# Task requirements
1) Decide whether each statement agrees with the roundabout article. For each, answer yes or no and quote the words from the article that decide it. (a) The study by traffic experts was paid for by a local construction consortium. (b) The roundabout planned for Mulberry and Lemay in Fort Collins went ahead. (c) The father and his daughter went around the Taft Hill Road roundabout twice.
2) From the roundabout article, return the passage starting with "Local City Planners" and going on through "local construction consortium.".
3) In the roundabout article, what car does Heather Singleton say she drives?

Tuesday, July 29, 2008

Local City Planners Respond to Motorists:

It'll Be A Roundabout

LovelandMultiple complaints regarding the series of five roundabouts along the road which connects the new Loveland hospital with Eisenhower Road has generated a survey by traffic experts. They concluded that it was premature to make any judgments on whether the roundabouts actually increased accidents. The study was paid for by a local construction consortium.

An assistant to city planners spoke frankly; “We think the problem is that people who live in Colorado may not be smart enough to use roundabouts. Maybe it has to do with blood oxygen levels.”

A local consumer advocacy group quickly retorted that perhaps the first exposure to how a roundabout works should not occur when someone is attempting to reach the hospital in an emergency.

In Fort Collins, a sigh of relief went up when the roundabout planned for Mulberry and Lemay was found to be cost prohibitive. Local resident Heather Singleton voiced her concerns: “I just couldn’t imagine what the city planners were thinking. That intersection has significant truck traffic. I drive a Mini Cooper; I could be crushed like a grape beneath Lucy Riccardo’s toes if I had to share the roundabout with an 18-wheeler.”

A member of the Long-Term Planning and Environmental Studies Group, which guides local cities confided to The Bull’s Underbelly, “We knew that there would be close calls and that motorists would experience a learning curve, but in the long run, it was much easier to deal with traffic congestion through creative routing rather than invest in more sophisticated engineering and software for tracking lights, and traffic flow and density. We had to look at local talent, and when we did, we realized that we really have a lack of computer and engineering expertise in our population. We just don’t have a crop of out- of-work software engineers who might want to tackle a project with so little impact.”

A father who had just driven with his teenage daughter through the roundabout on Taft Hill Road emerged from his car visibly shaken. “Three times around and two near- misses. This, I believe, is why my wife suggested that we send our daughter to driving school.”

# Material provided
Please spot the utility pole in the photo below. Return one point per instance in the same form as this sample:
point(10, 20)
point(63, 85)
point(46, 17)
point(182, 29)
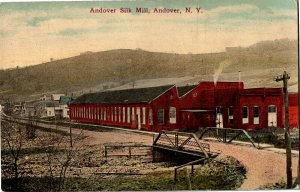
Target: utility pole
point(285, 77)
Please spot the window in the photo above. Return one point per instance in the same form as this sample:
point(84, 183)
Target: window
point(144, 115)
point(120, 114)
point(230, 115)
point(104, 114)
point(128, 114)
point(172, 115)
point(150, 117)
point(116, 114)
point(123, 115)
point(245, 115)
point(272, 109)
point(218, 110)
point(255, 115)
point(272, 116)
point(160, 116)
point(132, 113)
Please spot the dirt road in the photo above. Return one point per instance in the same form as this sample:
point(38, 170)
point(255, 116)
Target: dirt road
point(262, 166)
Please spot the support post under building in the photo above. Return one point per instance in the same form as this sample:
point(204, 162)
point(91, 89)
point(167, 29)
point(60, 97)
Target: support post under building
point(285, 77)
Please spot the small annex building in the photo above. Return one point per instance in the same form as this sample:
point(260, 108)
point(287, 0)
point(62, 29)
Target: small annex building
point(224, 105)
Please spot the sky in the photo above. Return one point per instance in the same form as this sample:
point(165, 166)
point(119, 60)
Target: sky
point(33, 32)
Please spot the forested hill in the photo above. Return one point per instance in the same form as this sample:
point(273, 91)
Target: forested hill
point(125, 65)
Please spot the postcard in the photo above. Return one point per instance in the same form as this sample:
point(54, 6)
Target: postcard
point(149, 95)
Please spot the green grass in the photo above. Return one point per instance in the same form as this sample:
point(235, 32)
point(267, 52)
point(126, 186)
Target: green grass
point(154, 181)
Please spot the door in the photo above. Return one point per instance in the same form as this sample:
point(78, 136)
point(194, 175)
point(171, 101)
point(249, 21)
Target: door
point(138, 117)
point(272, 116)
point(219, 117)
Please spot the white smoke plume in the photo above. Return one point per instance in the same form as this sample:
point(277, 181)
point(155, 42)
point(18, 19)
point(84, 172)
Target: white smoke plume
point(222, 65)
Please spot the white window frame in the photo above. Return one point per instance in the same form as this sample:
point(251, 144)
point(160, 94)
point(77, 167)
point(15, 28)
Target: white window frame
point(245, 120)
point(172, 115)
point(124, 117)
point(128, 114)
point(144, 115)
point(150, 117)
point(255, 119)
point(158, 116)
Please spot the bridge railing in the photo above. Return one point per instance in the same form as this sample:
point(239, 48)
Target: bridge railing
point(182, 141)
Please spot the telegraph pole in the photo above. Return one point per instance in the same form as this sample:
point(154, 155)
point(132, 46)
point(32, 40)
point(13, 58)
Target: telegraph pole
point(285, 77)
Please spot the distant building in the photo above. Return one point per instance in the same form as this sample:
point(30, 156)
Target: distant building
point(223, 105)
point(56, 97)
point(44, 109)
point(64, 101)
point(45, 98)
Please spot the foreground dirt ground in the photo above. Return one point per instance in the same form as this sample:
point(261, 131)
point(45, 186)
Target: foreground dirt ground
point(263, 167)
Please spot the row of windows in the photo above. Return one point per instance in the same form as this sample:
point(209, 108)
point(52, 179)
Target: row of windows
point(245, 114)
point(122, 114)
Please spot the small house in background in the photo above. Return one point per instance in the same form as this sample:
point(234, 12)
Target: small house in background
point(44, 109)
point(56, 97)
point(45, 98)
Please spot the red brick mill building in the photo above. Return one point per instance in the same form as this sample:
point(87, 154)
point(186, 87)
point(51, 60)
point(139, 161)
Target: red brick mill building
point(224, 104)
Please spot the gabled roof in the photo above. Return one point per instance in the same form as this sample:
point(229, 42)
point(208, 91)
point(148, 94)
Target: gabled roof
point(185, 89)
point(141, 95)
point(65, 100)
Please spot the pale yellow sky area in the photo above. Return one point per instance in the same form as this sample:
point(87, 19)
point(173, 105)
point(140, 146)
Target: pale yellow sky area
point(34, 36)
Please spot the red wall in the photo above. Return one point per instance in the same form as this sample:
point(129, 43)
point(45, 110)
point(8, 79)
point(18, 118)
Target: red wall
point(293, 110)
point(206, 96)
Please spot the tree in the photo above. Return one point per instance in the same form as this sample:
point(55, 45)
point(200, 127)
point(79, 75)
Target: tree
point(13, 136)
point(60, 154)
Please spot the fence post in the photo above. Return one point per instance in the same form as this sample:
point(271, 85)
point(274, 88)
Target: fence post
point(105, 151)
point(129, 152)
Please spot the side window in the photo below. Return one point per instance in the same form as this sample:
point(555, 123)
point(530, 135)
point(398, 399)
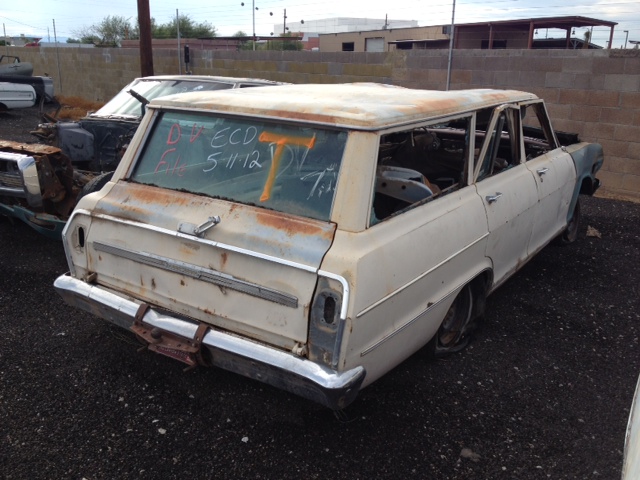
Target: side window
point(538, 134)
point(419, 165)
point(501, 144)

# Results of the tasks
1)
(a) Yes: "The study was paid for by a local construction consortium."
(b) No: "the roundabout planned for Mulberry and Lemay was found to be cost prohibitive"
(c) No: "Three times around and two near- misses."

2)
Local City Planners Respond to Motorists:

It'll Be A Roundabout

LovelandMultiple complaints regarding the series of five roundabouts along the road which connects the new Loveland hospital with Eisenhower Road has generated a survey by traffic experts. They concluded that it was premature to make any judgments on whether the roundabouts actually increased accidents. The study was paid for by a local construction consortium.

3) A Mini Cooper.